TASK DIRECTIONS:
In every one of the entries that follow, swap "pick planner" for "grasp planner" and keep everything else the same.

[Records from a data source]
####
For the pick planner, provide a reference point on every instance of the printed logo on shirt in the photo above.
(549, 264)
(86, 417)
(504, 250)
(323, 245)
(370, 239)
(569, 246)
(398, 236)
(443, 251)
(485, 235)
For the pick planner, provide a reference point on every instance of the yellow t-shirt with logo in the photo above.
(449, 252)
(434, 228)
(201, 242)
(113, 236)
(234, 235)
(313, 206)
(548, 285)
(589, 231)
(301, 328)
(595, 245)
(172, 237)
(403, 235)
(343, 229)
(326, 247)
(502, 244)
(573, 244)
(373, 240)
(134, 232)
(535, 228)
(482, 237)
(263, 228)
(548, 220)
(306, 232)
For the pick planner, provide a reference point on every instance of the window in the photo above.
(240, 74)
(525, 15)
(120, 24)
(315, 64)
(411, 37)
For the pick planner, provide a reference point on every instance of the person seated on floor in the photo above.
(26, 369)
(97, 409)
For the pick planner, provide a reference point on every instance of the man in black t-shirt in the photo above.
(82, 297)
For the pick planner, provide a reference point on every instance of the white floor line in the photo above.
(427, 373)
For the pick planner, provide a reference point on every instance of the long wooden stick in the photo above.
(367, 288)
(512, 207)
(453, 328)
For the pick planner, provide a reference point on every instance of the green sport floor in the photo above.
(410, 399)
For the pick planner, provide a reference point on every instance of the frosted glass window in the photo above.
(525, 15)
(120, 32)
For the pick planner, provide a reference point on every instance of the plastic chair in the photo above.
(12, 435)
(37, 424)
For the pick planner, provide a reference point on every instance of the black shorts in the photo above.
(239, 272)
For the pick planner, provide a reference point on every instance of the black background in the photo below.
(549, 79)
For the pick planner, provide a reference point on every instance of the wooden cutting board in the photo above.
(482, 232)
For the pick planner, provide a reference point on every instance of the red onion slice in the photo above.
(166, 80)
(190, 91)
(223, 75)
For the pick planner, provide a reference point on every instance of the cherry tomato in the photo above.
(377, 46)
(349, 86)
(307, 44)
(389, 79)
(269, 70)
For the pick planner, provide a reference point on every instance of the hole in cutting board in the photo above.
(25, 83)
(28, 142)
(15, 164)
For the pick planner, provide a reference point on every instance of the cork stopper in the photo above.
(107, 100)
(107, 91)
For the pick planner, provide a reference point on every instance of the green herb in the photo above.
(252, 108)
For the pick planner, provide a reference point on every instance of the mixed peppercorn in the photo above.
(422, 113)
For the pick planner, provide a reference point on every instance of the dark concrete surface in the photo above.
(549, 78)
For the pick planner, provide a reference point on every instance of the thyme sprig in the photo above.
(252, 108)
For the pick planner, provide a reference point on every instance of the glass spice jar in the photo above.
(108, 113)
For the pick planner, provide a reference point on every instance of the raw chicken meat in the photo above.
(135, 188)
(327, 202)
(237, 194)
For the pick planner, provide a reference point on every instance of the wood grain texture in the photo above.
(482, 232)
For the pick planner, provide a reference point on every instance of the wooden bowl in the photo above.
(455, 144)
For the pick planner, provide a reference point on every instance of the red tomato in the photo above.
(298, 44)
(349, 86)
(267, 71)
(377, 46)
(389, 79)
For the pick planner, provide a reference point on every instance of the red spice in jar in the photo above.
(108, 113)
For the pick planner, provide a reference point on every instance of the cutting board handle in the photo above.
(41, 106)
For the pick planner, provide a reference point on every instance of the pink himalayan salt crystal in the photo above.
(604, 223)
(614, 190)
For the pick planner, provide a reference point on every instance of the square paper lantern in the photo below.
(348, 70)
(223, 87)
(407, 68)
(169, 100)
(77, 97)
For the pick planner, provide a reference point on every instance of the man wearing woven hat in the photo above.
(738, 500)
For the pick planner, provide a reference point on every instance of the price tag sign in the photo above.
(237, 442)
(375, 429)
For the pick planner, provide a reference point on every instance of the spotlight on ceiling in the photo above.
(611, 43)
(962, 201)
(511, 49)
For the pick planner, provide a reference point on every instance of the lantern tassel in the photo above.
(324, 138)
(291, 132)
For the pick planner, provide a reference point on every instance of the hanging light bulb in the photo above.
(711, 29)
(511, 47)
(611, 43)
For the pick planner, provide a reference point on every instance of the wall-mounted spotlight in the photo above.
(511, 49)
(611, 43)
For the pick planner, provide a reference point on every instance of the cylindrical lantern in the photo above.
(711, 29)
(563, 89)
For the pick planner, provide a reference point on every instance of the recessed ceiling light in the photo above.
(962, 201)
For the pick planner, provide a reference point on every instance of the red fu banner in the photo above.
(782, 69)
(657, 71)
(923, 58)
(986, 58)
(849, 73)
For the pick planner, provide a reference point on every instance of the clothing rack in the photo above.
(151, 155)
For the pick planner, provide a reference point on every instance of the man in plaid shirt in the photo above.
####
SOLUTION TO THE EXERCISE:
For the grasp planner, provide a reference point on every instance of the printed logo on shirt in the photo above.
(549, 264)
(86, 417)
(504, 250)
(323, 245)
(370, 239)
(569, 246)
(398, 236)
(443, 251)
(485, 235)
For the grasp planner, provide a reference point on every instance of the yellow t-shirt with logo in the photo above.
(449, 252)
(434, 228)
(201, 242)
(113, 236)
(234, 235)
(313, 206)
(548, 285)
(589, 231)
(301, 328)
(595, 245)
(172, 237)
(403, 235)
(343, 229)
(326, 247)
(502, 244)
(573, 244)
(373, 240)
(134, 232)
(535, 228)
(482, 237)
(263, 228)
(548, 220)
(306, 232)
For the grasp planner, provide a reference point on every instance of the window in the photo above.
(240, 74)
(525, 15)
(120, 24)
(315, 64)
(411, 37)
For the grasp planner, provide a reference point on every instance of the person seated on floor in the photo above.
(26, 369)
(97, 409)
For the grasp planner, provide a reference point on every instance of the man in black t-shirt in the photo above.
(82, 297)
For the grasp planner, provide a reference point on every instance of the white floor line in the photo above.
(427, 373)
For the grasp planner, provide a reference point on every instance of the long wooden stick in the photo above.
(367, 288)
(512, 207)
(453, 328)
For the grasp planner, provide a reference point on every instance of the green sport floor in the photo above.
(410, 399)
For the grasp planner, provide a reference point on every instance of the frosted glass window in the photo above.
(525, 15)
(120, 32)
For the grasp planner, provide a reference point on every instance of the plastic chair in the photo above.
(12, 435)
(37, 424)
For the grasp planner, provide a reference point on every instance of the black shorts in the photo above.
(239, 272)
For the grasp planner, provide a reference point on every instance of the black background in the photo below.
(549, 79)
For the grasp planner, provide a reference point on every instance of the wooden cutting board in the photo above.
(482, 232)
For the grasp planner, provide a reference point on every instance of the red onion slice in the photo above.
(166, 80)
(190, 91)
(223, 75)
For the grasp planner, provide a reference point on every instance of the cherry tomato in the photo above.
(377, 46)
(349, 86)
(307, 44)
(389, 79)
(269, 70)
For the grasp planner, provide a reference point on every instance of the hole in cutting board in the photo above.
(25, 83)
(28, 142)
(15, 164)
For the grasp planner, provide a reference point on every instance of the cork stopper in the photo above.
(107, 100)
(107, 91)
For the grasp planner, provide a reference point on every instance of the green herb in the photo above.
(252, 108)
For the grasp planner, provide a reference point on every instance of the mixed peppercorn in the photo above.
(422, 113)
For the grasp planner, provide a reference point on every instance of the dark concrete surface in the photo above.
(549, 78)
For the grasp planner, provide a reference point on every instance of the thyme sprig in the photo above.
(252, 108)
For the grasp planner, provide a reference point on every instance of the glass spice jar in the photo above.
(108, 113)
For the grasp planner, provide a reference point on every instance of the raw chicken meat in the photo above.
(135, 188)
(327, 202)
(237, 194)
For the grasp planner, provide a reference point on every instance of the wood grain texture in the photo above.
(482, 232)
For the grasp planner, provide a reference point on every instance of the wooden bowl in the photo above.
(455, 144)
For the grasp planner, provide a reference point on every instance of the red tomato in the photo above.
(298, 44)
(349, 86)
(267, 71)
(377, 46)
(389, 79)
For the grasp planner, provide a reference point on every instance of the red spice in jar in the photo above.
(108, 113)
For the grasp planner, provide a reference point on every instance of the cutting board handle in the photo above.
(41, 106)
For the grasp planner, provide a reference point on every instance of the pink himalayan salt crystal in the photo above.
(604, 223)
(614, 190)
For the grasp planner, provide a reference point on every instance of the square paper lantern in the photo below.
(348, 70)
(223, 87)
(407, 68)
(169, 100)
(77, 97)
For the grasp planner, provide a reference point on every instance of the man wearing woven hat in the photo above.
(738, 500)
For the grasp planner, provide a reference point on every instance of the price tag sign in the photo above.
(237, 442)
(375, 429)
For the grasp planner, provide a reference point on every instance of the spotlight on ceiling in the photo above.
(611, 43)
(962, 201)
(511, 49)
For the grasp planner, provide a reference point on every instance of the lantern tassel in the photo above.
(324, 138)
(291, 132)
For the grasp planner, provide a reference point on every instance of the hanging light bulb in the photo above.
(711, 29)
(511, 47)
(611, 43)
For the grasp planner, provide a reference point on every instance of the wall-mounted spotlight in the photo above.
(511, 49)
(611, 43)
For the grasp planner, provide a reference point on every instance of the cylindrical lantern in the photo above.
(711, 29)
(563, 89)
For the grasp planner, provide a reference point on every instance of the recessed ceiling light in the photo above.
(962, 201)
For the grasp planner, provide a reference point on every instance of the red fu banner in the photo above.
(782, 69)
(657, 71)
(923, 58)
(986, 58)
(849, 73)
For the grasp planner, provide a reference point on every instance of the clothing rack in the photo above.
(151, 155)
For the grasp planner, provide a reference point on every instance of the man in plaid shirt in the photo above.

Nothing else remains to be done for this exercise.